GIVEN TASK =
Find each line in the data below that contains the string "segment", matching case exactly, and copy those lines.

RECORDS FOR THE EXERCISE =

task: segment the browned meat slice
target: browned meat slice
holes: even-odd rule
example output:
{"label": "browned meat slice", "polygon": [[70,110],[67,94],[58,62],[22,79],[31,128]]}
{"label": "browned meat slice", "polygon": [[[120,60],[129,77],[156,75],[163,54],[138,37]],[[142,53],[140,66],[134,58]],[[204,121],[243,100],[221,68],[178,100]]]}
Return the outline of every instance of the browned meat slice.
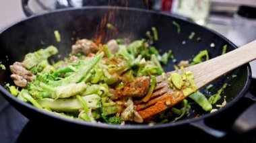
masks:
{"label": "browned meat slice", "polygon": [[90,53],[96,53],[98,51],[97,45],[87,39],[79,40],[72,46],[72,54],[82,53],[88,55]]}
{"label": "browned meat slice", "polygon": [[26,87],[34,80],[35,76],[30,71],[26,70],[22,62],[15,62],[10,66],[11,72],[13,73],[11,78],[14,83],[21,87]]}
{"label": "browned meat slice", "polygon": [[111,40],[106,44],[111,54],[115,54],[119,50],[119,46],[115,40]]}
{"label": "browned meat slice", "polygon": [[139,77],[134,81],[127,84],[121,93],[125,96],[142,97],[148,93],[150,85],[149,77]]}
{"label": "browned meat slice", "polygon": [[115,91],[113,89],[109,88],[108,91],[110,93],[111,93],[110,99],[113,100],[117,100],[119,99],[119,93],[117,91]]}

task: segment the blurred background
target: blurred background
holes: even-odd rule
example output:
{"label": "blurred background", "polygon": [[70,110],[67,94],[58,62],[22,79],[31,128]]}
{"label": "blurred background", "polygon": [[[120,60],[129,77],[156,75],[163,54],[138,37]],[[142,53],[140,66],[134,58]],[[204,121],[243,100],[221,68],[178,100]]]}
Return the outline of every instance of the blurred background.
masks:
{"label": "blurred background", "polygon": [[[147,9],[189,19],[220,33],[238,46],[256,39],[256,0],[30,0],[28,4],[34,14],[88,5]],[[21,0],[0,1],[0,30],[26,17]],[[251,64],[256,79],[256,61]],[[1,96],[0,120],[0,142],[15,142],[28,121]]]}
{"label": "blurred background", "polygon": [[[131,7],[172,13],[217,31],[236,46],[256,39],[256,0],[31,0],[34,13],[89,5]],[[21,1],[0,1],[0,29],[25,18]],[[256,62],[251,63],[256,78]]]}

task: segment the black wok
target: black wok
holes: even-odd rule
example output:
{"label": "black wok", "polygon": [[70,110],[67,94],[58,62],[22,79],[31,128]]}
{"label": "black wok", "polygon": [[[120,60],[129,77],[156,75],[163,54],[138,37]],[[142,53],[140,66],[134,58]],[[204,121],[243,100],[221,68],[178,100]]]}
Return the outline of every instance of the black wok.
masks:
{"label": "black wok", "polygon": [[[97,26],[100,23],[102,18],[106,13],[113,10],[114,7],[111,7],[67,9],[30,17],[18,22],[3,30],[0,34],[0,60],[8,67],[15,61],[22,61],[28,52],[49,45],[56,46],[61,54],[67,55],[76,38],[94,38]],[[181,26],[181,32],[179,34],[177,34],[177,28],[172,25],[172,21],[177,21]],[[142,9],[119,8],[115,18],[109,19],[108,22],[115,23],[119,32],[105,30],[104,42],[117,38],[140,39],[145,37],[148,30],[155,26],[159,33],[159,41],[156,46],[163,52],[171,49],[177,61],[191,59],[199,51],[205,49],[210,53],[210,57],[216,57],[221,54],[222,46],[225,44],[228,45],[228,51],[236,48],[234,44],[219,34],[172,15]],[[60,43],[55,40],[53,34],[55,30],[59,30],[61,34],[62,39]],[[195,37],[193,40],[189,39],[191,32],[195,32]],[[201,40],[196,40],[197,38],[201,38]],[[183,41],[185,41],[186,44],[183,44]],[[215,44],[215,48],[210,47],[212,43]],[[170,62],[165,68],[169,71],[173,70],[172,67],[173,63]],[[91,124],[65,118],[42,111],[29,103],[20,101],[3,87],[6,83],[12,83],[12,80],[9,77],[10,73],[8,68],[6,70],[1,70],[0,82],[2,86],[0,87],[0,91],[2,95],[26,117],[38,124],[42,122],[51,122],[62,126],[86,128],[92,132],[107,130],[113,132],[129,132],[131,130],[134,132],[157,132],[157,130],[177,132],[177,128],[181,129],[183,127],[193,125],[218,137],[224,136],[226,132],[208,127],[206,125],[207,120],[214,120],[218,114],[223,113],[224,110],[232,109],[239,99],[245,97],[247,93],[251,77],[250,66],[246,64],[213,82],[214,87],[212,93],[216,93],[224,83],[230,85],[224,92],[228,103],[215,113],[204,115],[205,113],[199,111],[192,116],[197,114],[201,115],[199,117],[192,117],[153,126],[148,125],[121,126]],[[237,75],[237,77],[227,78],[230,77],[232,74]],[[202,91],[204,91],[203,89]],[[252,109],[249,111],[252,113]],[[253,128],[255,127],[256,126]]]}

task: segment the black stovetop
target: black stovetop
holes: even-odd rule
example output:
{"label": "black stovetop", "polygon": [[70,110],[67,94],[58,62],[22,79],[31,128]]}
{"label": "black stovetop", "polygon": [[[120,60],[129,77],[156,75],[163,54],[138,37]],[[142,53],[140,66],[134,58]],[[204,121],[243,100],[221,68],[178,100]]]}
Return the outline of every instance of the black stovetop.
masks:
{"label": "black stovetop", "polygon": [[[253,86],[251,86],[251,91],[252,93],[256,91],[256,80],[253,81]],[[253,102],[247,99],[243,99],[238,102],[236,105],[232,107],[232,109],[225,111],[220,117],[224,116],[225,120],[229,121],[228,122],[224,122],[223,124],[216,124],[217,126],[220,126],[220,128],[228,130],[230,128],[232,123],[237,114],[239,114],[243,109],[249,106]],[[235,111],[235,112],[234,111]],[[59,126],[53,126],[52,125],[44,124],[44,121],[40,121],[41,124],[36,124],[29,121],[26,117],[23,116],[11,105],[10,105],[1,96],[0,96],[0,142],[49,142],[53,140],[53,138],[58,140],[58,142],[66,141],[67,140],[73,140],[79,138],[81,137],[85,138],[90,134],[89,130],[85,130],[79,132],[79,134],[73,130],[66,130],[65,128]],[[102,133],[100,133],[102,134]],[[103,133],[104,135],[108,133]],[[157,134],[158,133],[156,133]],[[100,136],[100,134],[98,134]],[[251,134],[245,134],[241,136],[231,136],[231,138],[218,139],[213,138],[203,132],[195,129],[193,132],[189,133],[189,138],[180,138],[180,140],[185,141],[189,140],[191,142],[229,142],[230,141],[234,141],[234,142],[256,142],[256,132]],[[106,140],[111,140],[111,138],[119,138],[120,136],[115,137],[115,135],[110,135],[110,139]],[[128,137],[127,137],[128,136]],[[145,134],[138,135],[137,137],[141,136],[146,136]],[[183,136],[187,135],[181,135]],[[126,140],[133,138],[129,137],[129,135],[124,135],[124,138]],[[171,140],[172,137],[170,137]],[[100,139],[100,138],[99,138]],[[104,138],[102,138],[103,140]],[[99,140],[98,139],[97,139]],[[84,140],[84,142],[88,140]]]}

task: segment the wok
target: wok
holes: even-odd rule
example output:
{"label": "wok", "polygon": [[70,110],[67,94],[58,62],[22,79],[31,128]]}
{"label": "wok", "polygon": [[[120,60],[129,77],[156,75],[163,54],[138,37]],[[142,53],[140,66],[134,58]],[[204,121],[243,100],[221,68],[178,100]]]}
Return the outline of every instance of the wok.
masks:
{"label": "wok", "polygon": [[[87,7],[79,9],[66,9],[53,11],[48,13],[31,16],[13,24],[0,33],[0,58],[2,64],[7,67],[15,61],[22,61],[24,55],[29,52],[35,51],[49,45],[58,47],[62,55],[67,55],[71,51],[71,46],[75,42],[76,38],[94,38],[97,28],[100,27],[102,18],[111,11],[116,11],[115,17],[108,19],[108,22],[117,26],[118,32],[104,30],[105,34],[103,42],[111,38],[129,38],[131,40],[141,39],[145,37],[146,32],[155,26],[159,34],[159,40],[156,44],[162,52],[172,50],[177,61],[191,59],[200,51],[207,49],[210,57],[216,57],[222,53],[224,45],[228,45],[228,51],[234,50],[236,46],[228,39],[214,31],[198,26],[187,19],[176,15],[157,13],[154,11],[137,9],[133,8],[121,8],[112,7]],[[181,28],[181,33],[172,25],[172,21],[177,22]],[[57,42],[53,32],[59,30],[61,35],[61,42]],[[189,40],[189,36],[194,32],[194,40]],[[196,40],[200,38],[201,40]],[[183,42],[185,41],[185,44]],[[215,48],[211,48],[214,43]],[[165,67],[166,71],[173,70],[173,63],[169,62]],[[236,74],[236,78],[230,77]],[[207,133],[216,137],[223,137],[228,132],[214,129],[207,125],[207,120],[215,120],[218,115],[223,113],[225,110],[232,109],[232,106],[241,98],[253,97],[248,93],[251,81],[251,68],[249,64],[238,68],[230,74],[218,79],[212,83],[214,85],[212,93],[216,93],[224,83],[230,85],[225,90],[228,104],[218,111],[206,113],[201,111],[196,111],[191,118],[176,122],[156,124],[153,126],[148,125],[115,126],[100,124],[92,124],[83,121],[71,120],[61,116],[53,115],[36,108],[32,105],[20,101],[11,95],[3,86],[6,83],[13,83],[9,76],[9,68],[6,70],[0,71],[0,91],[1,95],[20,113],[34,122],[41,124],[42,122],[58,124],[61,126],[72,126],[77,128],[89,129],[97,132],[98,130],[111,130],[112,132],[156,132],[168,131],[177,132],[177,129],[187,126],[200,128]],[[202,92],[205,92],[202,89]],[[255,115],[254,105],[248,108],[246,115]],[[254,113],[254,114],[253,114]],[[199,117],[193,117],[196,115]],[[216,118],[218,119],[218,118]],[[255,117],[254,119],[256,119]],[[243,128],[244,126],[235,125],[239,131],[248,131],[256,128],[256,122],[249,122],[248,118],[239,118],[239,121],[249,125],[249,128]],[[222,121],[218,121],[222,122]],[[184,132],[184,130],[182,131]]]}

WRITTEN SOLUTION =
task: segment the browned meat slice
task: segment the blurred background
task: segment the black wok
task: segment the black stovetop
task: segment the wok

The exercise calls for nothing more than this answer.